**Instructions:**
1. According to the discussion on grass-roots organizing, in which countries is grass-roots organizing alive and well?
2. Please translate this sentence from the discussion on grass-roots organizing into Spanish: "The problem with bottom-up organizing is that you get answers you didn’t expect."
3. Reproduce the discussion on grass-roots organizing from "Whenever I criticize" up to and including "start organizing themselves?".

**Given passage:**
* * *

    Spencer’s handicap, I believe, is that he is stuck with the English far left on his doorstep. Nonetheless, I believe that there is motion even there of a nature that he fails to register.

    He also fails to note the weak state of the English left today compared to the past halcyon years he eulogizes. That’s is a major complication. Maybe, once the Tories win at the next election — the English far left will take stock of its destructive habituations.

  3. “The problem is that no new initiative, no new formation, no break through, has happened or will ever happen by just talking or complaining about it. You can talk up idealised structures and forms as much as you like — albeit “bottom up”, “from below”, grass roots” or what have you — but it takes people doing stuff — it takes activists — to forge a new political reality.”

    For once, Dave and I agree on something.

    The problem with bottom-up organizing is that you get answers you didn’t expect. That’s why most people with political ambitions avoid it. What if the answer the grass-roots gives isn’t yours?

    But grass-roots organizing is alive and well in many parts of the world, including Sri Lanka, Thailand, India, and Nepal. Generally they don’t seek to form political parties because the political system itself corrupts. (Those who run for office successfully usually do so because they lust for power.) More often, grass-roots movements provide an alternative to the politcal arena, a local political structure that operates neither in tandem with nor in opposition to national politics, but as an alternative to it.

    The same type of organizing is entirely possible in the U.S., but no one really wants it. I think that’s because the answers the existing parties put forward (left and right) are so tired that a grass-roots initiative can’t help but reject them all.

    • > The problem is that no new initiative, no new formation, no break through, has happened or will ever happen by just talking or complaining about it

      Whenever I criticize Marxism, Dave generally does say something like the above. As if that answers much, and really, it’s a bit of a red herring, isn’t it? Besides, if you say “don’t analyze, utilize”, you are analyzing. As if any successful political agenda hasn’t been preceded by plenty of analyzing and thought first.

      So we should all wait then, for the Deus Ex Machina to appear and then magically The People will start organizing themselves?

      DJ: But doesn’t grass-roots organizing has to get involved with politics, else it won’t really accomplish much at a mass level?
* * *
**Provided material:**
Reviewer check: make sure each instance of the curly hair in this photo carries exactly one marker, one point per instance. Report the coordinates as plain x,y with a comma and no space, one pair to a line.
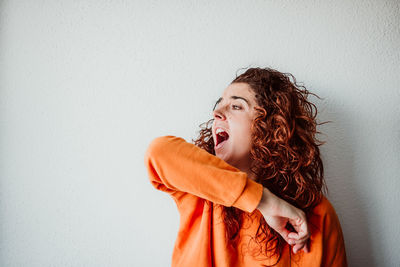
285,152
* * *
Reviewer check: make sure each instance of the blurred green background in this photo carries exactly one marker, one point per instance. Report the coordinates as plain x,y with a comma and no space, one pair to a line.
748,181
* * *
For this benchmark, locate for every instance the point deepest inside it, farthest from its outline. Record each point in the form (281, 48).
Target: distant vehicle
* * *
**Completed exercise:**
1. Sri Lanka, Thailand, India, and Nepal.

2. El problema de la organización desde abajo es que obtienes respuestas que no esperabas.

3.
Whenever I criticize Marxism, Dave generally does say something like the above. As if that answers much, and really, it’s a bit of a red herring, isn’t it? Besides, if you say “don’t analyze, utilize”, you are analyzing. As if any successful political agenda hasn’t been preceded by plenty of analyzing and thought first.

      So we should all wait then, for the Deus Ex Machina to appear and then magically The People will start organizing themselves?